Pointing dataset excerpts
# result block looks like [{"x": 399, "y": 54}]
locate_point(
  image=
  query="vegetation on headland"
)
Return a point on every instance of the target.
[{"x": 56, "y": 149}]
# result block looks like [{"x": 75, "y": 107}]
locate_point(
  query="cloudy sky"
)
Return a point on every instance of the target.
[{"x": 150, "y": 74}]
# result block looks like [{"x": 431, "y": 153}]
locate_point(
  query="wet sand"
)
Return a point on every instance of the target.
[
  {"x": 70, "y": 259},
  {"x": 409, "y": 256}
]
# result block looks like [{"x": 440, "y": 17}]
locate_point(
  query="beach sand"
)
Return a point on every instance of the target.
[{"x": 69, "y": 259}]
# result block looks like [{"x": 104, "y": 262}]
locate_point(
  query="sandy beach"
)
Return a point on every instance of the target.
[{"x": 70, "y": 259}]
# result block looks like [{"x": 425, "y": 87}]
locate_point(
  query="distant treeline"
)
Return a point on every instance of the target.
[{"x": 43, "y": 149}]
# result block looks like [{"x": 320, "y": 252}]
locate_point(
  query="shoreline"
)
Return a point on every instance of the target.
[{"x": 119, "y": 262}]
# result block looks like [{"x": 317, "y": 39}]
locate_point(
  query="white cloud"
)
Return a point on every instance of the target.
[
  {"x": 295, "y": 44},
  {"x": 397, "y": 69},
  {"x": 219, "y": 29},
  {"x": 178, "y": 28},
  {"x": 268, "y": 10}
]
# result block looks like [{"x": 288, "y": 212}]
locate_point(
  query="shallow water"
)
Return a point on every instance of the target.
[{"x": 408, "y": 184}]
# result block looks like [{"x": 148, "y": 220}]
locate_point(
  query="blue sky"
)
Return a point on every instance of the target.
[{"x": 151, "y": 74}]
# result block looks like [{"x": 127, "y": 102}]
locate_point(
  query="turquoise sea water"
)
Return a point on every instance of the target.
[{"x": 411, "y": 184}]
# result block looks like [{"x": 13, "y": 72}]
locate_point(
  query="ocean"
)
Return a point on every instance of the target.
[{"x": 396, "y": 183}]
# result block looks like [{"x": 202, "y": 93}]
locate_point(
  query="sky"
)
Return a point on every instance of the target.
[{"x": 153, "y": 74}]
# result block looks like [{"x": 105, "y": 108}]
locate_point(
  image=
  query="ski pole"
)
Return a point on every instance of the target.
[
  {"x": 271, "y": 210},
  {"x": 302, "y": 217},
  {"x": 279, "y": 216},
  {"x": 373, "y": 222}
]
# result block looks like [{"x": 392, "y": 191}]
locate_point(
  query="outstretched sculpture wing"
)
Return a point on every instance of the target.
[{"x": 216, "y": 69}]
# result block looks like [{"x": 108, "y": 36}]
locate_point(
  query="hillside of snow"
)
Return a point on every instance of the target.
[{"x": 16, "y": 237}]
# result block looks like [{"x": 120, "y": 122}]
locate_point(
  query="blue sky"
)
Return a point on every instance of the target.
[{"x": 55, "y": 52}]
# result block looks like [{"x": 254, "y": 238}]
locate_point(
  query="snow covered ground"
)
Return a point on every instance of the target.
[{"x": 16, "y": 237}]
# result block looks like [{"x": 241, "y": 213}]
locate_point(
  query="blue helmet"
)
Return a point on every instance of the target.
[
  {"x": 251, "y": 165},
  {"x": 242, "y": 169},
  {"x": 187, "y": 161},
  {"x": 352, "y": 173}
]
==
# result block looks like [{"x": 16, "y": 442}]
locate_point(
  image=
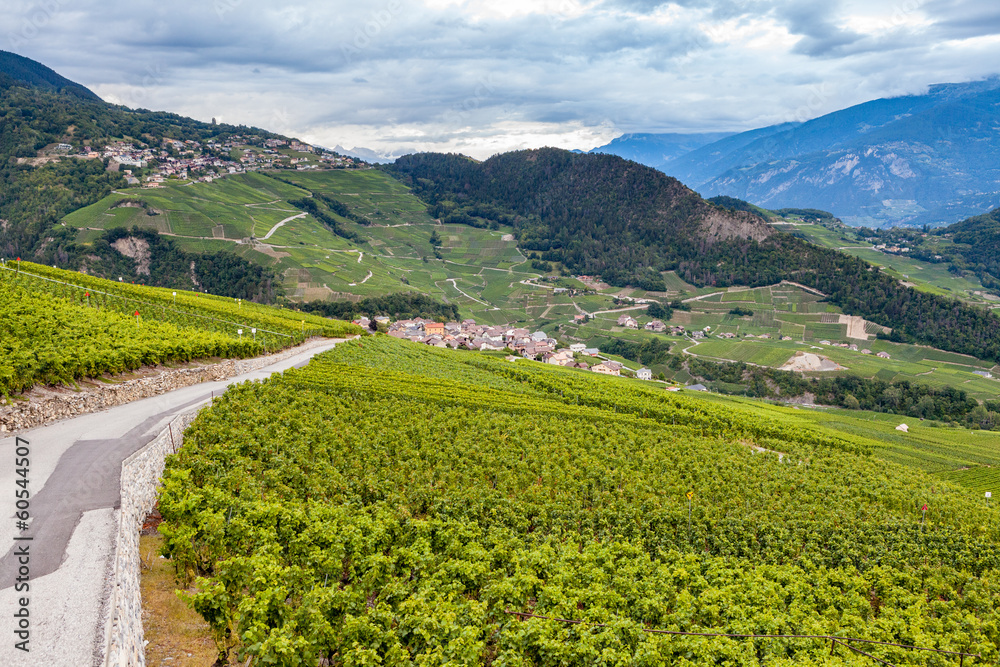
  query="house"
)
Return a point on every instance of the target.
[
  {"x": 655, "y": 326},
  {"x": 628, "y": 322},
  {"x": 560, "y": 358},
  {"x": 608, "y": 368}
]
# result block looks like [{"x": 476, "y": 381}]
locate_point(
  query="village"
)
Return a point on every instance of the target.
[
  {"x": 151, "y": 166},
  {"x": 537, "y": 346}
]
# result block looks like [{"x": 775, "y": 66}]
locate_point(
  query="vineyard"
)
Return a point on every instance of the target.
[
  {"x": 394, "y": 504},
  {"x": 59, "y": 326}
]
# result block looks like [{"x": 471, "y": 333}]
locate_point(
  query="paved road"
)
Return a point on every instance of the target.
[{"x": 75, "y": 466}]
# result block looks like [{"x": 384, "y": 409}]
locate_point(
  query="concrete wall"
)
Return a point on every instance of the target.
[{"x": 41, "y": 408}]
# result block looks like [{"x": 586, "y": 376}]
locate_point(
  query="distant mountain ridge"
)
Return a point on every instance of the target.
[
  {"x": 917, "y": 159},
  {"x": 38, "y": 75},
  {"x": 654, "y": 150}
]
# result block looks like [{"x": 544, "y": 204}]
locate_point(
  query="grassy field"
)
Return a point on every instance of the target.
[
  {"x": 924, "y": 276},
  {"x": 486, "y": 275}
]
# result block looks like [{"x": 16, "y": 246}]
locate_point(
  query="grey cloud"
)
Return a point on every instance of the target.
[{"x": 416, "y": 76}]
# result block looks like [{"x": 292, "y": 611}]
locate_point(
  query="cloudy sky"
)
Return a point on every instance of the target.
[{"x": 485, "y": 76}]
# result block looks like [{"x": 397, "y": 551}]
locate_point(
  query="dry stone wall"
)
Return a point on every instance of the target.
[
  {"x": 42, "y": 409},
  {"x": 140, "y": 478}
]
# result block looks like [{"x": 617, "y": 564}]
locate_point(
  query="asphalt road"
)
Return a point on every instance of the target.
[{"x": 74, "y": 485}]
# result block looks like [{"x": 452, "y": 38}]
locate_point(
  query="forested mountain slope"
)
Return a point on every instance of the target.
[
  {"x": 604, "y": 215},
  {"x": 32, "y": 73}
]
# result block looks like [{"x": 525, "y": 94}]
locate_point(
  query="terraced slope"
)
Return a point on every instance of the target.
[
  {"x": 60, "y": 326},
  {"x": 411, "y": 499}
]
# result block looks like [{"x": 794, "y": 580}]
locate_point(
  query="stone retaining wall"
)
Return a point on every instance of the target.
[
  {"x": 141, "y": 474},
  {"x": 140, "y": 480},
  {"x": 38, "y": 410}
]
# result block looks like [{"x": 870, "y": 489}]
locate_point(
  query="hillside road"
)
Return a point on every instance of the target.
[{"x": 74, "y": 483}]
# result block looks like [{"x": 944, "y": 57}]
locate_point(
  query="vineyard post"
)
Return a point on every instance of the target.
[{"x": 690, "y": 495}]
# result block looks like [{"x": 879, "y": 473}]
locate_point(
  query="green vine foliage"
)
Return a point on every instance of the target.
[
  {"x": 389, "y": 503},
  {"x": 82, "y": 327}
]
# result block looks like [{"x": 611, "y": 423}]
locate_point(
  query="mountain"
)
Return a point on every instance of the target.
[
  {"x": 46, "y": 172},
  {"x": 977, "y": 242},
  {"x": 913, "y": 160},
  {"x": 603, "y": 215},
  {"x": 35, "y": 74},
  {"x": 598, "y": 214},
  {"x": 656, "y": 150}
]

[Directive]
Locate every line of the material above that contains the word "water" and copy each one. Matching is case-sensitive.

[Answer for this exercise]
  query="shallow water"
  query="turquoise sea water"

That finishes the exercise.